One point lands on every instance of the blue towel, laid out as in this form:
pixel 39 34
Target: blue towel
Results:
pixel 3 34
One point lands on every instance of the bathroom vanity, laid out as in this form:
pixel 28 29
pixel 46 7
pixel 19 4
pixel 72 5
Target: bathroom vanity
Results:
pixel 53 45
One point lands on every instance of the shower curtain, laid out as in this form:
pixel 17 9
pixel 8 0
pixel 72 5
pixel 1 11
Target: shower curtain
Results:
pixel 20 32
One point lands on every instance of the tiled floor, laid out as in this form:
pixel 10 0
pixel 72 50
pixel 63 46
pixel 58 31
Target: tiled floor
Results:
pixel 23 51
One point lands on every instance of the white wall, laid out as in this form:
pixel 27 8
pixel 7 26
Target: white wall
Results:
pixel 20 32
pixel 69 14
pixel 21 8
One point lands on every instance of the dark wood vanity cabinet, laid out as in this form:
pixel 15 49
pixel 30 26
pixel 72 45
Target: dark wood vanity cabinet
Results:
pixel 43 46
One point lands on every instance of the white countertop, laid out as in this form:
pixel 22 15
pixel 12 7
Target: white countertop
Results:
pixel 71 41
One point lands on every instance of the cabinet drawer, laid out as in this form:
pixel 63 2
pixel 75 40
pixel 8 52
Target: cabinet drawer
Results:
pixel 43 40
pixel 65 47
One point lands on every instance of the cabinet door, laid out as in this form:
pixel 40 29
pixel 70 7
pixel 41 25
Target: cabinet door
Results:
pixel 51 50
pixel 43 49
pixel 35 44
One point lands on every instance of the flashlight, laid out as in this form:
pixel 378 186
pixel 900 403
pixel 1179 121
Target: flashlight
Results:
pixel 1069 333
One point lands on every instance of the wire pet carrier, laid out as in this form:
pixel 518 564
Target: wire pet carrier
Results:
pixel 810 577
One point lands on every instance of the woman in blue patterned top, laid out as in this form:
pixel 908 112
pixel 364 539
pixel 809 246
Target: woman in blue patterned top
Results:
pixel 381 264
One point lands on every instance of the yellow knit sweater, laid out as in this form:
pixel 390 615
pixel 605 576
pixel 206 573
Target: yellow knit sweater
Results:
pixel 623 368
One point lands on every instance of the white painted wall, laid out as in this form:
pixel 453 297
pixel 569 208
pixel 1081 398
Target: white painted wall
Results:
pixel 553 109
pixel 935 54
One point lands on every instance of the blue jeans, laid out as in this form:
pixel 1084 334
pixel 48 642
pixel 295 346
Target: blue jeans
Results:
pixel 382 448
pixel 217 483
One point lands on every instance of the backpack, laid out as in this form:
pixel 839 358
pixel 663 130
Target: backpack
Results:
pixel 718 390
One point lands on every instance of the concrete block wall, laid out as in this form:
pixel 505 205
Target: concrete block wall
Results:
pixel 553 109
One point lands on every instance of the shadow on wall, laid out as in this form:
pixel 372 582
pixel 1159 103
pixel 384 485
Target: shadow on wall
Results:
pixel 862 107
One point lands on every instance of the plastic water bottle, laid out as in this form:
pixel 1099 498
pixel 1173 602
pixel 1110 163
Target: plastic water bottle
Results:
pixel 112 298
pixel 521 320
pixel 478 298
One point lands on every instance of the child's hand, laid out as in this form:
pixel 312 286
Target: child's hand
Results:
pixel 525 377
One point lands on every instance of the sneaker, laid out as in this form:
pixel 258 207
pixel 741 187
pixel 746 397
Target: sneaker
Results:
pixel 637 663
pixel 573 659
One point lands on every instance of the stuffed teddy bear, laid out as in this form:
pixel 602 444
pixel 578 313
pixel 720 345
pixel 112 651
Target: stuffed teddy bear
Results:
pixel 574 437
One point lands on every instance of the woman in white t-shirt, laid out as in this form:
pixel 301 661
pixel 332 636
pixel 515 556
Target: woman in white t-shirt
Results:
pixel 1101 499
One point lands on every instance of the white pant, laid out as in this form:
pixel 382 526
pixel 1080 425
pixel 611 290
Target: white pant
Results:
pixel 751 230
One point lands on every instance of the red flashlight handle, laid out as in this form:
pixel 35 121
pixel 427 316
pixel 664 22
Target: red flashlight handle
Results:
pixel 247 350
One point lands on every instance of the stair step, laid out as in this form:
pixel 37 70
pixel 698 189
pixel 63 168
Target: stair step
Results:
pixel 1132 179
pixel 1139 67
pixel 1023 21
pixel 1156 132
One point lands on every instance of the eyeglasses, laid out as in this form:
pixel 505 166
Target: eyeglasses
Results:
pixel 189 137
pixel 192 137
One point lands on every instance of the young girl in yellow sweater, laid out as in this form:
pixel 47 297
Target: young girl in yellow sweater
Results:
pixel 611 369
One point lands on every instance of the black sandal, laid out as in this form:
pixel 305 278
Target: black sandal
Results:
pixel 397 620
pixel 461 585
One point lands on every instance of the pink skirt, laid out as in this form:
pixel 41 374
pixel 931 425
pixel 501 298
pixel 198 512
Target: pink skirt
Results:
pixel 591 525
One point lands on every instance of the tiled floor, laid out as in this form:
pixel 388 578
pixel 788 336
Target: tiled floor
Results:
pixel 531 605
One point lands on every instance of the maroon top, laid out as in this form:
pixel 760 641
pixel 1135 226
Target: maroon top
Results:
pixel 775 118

━━━━━━━━

== What is required ==
Print the lines from the one containing "One point lands on every instance of the backpack, laid" through the one containing "pixel 525 377", both included, without changing anything.

== Answer for the task ==
One point lands on every instance of the backpack, laid out as in this form:
pixel 839 358
pixel 663 130
Target: backpack
Results:
pixel 718 390
One point lands on every instance of the concrete block wall, laid out as in this form:
pixel 505 205
Target: concrete block wall
Results:
pixel 553 109
One point lands on every instance of the shadow on wall, laid out as in this form:
pixel 372 582
pixel 1159 103
pixel 384 485
Target: shadow on wall
Results:
pixel 862 107
One point lands on every instance of the plastic water bottle, laid out as in this form:
pixel 1099 498
pixel 1173 602
pixel 1110 163
Target: plastic water bottle
Results:
pixel 112 298
pixel 521 320
pixel 478 298
One point lands on every instance of the child's hand, laid out as in this form:
pixel 312 286
Target: child's hand
Results:
pixel 525 377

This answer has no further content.